>> Begin Selection

Stuart McGraw wrote:
> Python 2.4.2 (#67, Sep 28 2005, 12:41:11) [MSC v.1310 32 bit (Intel)]
> on win32 Type "help", "copyright", "credits" or "license" for more
> information.
>>>> class A:
> ... def m1(self): print "m1"
> ... def m2(self): print "m2"
> ...
>>>> a = A()
>>>> a.m1()
> m1
>>>> a.m2()
> m2
> # ok, both methods work and give the expected results
> # so i presume they are different methods.
>>>> id(a.m1)
> 9202984
>>>> id(a.m2)
> 9202984
>>>> id(a.m1)==id(a.m2)
> True
> # Huh? They seem to be the same.
Bound methods are created on the fly. The id() of an object is its
memory address (effectively). The sequence of events you have are:
obtain reference to bound method a.m1
creates a new bound method
call id()

>> End Selection

_Task details_
Summarize the forum post in two sentences. The records come from a separate source, unrelated to the forum post.

>> Begin Recorded data

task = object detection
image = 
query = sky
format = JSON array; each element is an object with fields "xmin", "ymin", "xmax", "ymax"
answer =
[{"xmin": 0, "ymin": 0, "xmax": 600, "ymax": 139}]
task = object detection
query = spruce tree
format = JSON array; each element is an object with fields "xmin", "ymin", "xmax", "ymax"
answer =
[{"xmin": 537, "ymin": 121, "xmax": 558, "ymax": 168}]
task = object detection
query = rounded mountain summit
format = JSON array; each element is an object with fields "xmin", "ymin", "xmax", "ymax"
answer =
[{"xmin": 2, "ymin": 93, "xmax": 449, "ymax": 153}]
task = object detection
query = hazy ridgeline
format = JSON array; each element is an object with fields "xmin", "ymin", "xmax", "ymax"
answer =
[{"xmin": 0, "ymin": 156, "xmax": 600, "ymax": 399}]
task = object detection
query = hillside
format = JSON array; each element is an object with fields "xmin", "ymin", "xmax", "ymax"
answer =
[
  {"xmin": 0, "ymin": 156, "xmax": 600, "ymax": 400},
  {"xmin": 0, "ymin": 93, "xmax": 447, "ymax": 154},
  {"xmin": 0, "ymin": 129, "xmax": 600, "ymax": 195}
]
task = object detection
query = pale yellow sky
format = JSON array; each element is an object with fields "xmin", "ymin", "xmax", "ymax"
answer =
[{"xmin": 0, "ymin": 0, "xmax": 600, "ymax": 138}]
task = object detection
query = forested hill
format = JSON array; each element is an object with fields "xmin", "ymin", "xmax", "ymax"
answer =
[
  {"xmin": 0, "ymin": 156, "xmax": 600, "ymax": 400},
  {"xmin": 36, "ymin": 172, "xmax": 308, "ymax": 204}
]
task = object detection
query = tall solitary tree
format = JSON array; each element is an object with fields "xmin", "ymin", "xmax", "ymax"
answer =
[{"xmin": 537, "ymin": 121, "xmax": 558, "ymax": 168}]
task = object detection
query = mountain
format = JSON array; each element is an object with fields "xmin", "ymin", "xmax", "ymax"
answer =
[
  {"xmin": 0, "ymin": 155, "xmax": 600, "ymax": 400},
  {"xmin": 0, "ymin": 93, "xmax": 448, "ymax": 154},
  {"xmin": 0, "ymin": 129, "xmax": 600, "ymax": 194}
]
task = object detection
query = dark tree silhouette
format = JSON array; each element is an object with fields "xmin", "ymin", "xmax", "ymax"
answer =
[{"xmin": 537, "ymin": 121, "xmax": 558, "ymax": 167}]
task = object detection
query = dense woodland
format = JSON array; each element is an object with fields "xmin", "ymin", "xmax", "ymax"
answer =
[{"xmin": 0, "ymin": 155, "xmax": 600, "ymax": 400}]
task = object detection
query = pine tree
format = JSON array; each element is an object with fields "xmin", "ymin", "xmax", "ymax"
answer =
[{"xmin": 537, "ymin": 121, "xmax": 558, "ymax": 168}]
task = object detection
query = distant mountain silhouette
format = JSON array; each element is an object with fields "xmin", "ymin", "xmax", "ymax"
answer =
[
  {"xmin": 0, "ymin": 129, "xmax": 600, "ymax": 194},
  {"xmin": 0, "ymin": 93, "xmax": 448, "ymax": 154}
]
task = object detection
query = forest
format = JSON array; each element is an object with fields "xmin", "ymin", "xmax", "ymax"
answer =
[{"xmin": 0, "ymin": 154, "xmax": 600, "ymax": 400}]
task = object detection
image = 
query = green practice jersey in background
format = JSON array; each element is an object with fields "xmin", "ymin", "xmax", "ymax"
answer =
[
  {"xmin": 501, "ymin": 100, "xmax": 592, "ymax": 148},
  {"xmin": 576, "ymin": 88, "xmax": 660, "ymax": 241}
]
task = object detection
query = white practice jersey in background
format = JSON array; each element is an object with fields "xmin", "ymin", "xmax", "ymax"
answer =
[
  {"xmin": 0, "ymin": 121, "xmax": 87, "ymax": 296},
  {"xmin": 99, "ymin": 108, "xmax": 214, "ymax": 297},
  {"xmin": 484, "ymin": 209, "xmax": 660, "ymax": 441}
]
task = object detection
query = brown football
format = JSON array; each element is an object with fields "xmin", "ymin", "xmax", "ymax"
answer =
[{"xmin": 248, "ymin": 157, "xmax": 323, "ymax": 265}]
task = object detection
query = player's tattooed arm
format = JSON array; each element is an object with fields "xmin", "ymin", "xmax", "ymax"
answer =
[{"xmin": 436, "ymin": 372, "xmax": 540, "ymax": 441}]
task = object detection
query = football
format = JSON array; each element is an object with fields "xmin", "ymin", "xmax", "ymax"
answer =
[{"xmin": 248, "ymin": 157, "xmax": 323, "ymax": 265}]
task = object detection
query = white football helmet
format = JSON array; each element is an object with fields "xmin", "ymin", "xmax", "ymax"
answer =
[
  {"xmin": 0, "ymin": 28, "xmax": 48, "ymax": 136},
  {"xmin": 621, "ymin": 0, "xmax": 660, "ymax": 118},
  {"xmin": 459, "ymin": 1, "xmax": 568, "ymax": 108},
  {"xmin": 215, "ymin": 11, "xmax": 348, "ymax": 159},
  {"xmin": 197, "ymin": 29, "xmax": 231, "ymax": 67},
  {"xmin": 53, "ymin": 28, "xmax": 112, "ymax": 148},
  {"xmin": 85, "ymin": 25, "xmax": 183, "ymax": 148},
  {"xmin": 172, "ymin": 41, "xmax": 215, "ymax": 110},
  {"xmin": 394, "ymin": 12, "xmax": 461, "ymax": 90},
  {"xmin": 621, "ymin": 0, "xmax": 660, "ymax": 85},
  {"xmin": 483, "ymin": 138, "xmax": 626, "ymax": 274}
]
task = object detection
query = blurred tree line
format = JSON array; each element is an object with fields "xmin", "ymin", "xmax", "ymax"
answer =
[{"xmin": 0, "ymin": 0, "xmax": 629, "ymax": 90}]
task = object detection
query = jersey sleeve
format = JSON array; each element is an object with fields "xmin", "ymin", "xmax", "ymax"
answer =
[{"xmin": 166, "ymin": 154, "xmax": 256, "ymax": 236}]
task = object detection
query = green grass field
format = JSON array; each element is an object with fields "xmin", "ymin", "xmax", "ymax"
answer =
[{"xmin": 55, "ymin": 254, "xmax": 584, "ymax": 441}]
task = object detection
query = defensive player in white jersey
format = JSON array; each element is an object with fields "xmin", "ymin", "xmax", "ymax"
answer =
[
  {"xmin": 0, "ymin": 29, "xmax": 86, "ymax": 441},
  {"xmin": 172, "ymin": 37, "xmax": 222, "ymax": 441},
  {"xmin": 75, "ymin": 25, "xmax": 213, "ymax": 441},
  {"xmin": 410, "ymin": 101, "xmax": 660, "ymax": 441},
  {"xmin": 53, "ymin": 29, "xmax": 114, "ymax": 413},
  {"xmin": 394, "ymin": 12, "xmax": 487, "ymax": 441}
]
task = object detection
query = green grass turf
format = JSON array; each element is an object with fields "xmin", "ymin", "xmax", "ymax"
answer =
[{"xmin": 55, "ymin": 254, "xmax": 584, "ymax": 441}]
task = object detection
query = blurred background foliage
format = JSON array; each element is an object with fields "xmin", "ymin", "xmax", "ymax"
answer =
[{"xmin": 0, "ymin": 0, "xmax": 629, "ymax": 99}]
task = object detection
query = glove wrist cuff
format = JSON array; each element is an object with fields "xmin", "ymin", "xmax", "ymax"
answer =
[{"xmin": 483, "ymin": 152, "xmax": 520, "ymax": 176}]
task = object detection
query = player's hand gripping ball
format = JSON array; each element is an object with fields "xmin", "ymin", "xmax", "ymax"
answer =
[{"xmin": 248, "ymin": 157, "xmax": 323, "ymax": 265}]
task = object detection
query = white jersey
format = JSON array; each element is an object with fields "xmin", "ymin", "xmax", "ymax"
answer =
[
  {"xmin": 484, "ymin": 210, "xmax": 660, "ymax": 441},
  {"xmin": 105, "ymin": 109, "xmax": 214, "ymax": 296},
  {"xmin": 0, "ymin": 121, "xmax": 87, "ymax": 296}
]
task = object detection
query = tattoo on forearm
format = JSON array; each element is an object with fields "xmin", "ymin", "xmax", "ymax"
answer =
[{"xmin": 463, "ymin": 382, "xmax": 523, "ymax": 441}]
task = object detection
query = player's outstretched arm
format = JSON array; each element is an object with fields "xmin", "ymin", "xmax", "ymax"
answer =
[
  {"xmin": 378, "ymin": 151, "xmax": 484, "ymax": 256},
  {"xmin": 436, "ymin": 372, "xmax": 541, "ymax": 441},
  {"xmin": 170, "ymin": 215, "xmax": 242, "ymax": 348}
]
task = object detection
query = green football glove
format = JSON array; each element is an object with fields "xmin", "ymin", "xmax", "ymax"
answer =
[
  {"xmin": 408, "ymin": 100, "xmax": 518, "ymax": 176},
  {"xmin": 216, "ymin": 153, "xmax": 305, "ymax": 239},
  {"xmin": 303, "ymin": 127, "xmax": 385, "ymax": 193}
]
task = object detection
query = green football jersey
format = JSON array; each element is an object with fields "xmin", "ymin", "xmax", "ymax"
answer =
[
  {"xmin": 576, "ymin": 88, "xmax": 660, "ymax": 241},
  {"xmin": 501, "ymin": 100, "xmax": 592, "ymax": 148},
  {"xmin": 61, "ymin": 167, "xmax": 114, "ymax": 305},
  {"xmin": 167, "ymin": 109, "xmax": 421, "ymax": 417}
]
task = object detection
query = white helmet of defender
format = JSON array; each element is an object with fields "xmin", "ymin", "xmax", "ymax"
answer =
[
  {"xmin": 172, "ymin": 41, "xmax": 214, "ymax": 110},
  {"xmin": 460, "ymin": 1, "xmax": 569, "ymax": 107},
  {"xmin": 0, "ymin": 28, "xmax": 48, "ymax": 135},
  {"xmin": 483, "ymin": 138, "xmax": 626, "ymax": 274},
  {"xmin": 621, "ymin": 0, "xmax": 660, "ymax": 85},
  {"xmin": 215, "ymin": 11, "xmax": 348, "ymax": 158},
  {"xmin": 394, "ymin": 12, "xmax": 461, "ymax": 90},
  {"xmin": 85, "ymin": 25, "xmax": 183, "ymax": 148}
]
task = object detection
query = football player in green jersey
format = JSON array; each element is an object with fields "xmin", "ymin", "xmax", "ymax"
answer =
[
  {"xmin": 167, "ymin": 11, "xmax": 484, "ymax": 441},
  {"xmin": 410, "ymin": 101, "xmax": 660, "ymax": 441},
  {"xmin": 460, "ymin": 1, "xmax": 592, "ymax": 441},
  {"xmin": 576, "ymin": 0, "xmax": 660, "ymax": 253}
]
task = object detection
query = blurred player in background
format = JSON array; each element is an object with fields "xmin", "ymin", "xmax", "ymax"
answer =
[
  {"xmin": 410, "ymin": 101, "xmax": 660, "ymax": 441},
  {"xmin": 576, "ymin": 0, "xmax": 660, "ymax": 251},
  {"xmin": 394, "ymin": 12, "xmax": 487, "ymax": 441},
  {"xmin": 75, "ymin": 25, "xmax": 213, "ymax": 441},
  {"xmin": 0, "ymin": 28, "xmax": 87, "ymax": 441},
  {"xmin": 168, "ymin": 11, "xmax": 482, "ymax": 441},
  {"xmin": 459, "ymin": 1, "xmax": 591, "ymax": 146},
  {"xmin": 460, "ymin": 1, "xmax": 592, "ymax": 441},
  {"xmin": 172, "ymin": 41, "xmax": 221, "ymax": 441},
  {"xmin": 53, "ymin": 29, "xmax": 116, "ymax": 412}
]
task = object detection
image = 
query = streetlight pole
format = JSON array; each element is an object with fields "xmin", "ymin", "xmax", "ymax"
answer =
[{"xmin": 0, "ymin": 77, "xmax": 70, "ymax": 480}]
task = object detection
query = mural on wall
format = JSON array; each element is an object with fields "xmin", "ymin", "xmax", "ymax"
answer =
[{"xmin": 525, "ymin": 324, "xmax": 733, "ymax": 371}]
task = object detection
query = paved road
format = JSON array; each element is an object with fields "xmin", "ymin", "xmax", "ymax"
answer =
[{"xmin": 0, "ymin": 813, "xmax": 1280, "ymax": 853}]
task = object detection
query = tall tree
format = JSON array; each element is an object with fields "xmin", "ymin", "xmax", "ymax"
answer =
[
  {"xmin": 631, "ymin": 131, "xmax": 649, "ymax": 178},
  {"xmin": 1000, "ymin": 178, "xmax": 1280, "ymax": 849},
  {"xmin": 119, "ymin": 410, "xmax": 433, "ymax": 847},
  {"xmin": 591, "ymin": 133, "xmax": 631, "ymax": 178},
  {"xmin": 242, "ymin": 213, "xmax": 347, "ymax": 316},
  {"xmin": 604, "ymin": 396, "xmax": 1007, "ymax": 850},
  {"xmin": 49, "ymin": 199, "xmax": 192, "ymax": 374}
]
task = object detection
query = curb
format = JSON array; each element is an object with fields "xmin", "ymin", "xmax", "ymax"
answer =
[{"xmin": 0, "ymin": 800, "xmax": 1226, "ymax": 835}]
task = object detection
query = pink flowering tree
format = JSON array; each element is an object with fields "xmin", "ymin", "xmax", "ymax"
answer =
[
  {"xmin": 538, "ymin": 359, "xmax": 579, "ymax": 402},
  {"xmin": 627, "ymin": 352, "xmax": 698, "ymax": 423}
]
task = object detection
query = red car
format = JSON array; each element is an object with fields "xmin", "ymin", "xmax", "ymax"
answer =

>> End Recorded data

_Task solution_
Stuart McGraw shows a Python 2.4.2 session in which a class A has two methods, m1 and m2, that each print their own name, yet id(a.m1) and id(a.m2) both return 9202984 and compare as equal. The reply explains that bound methods are created on the fly and that an object's id() is effectively its memory address.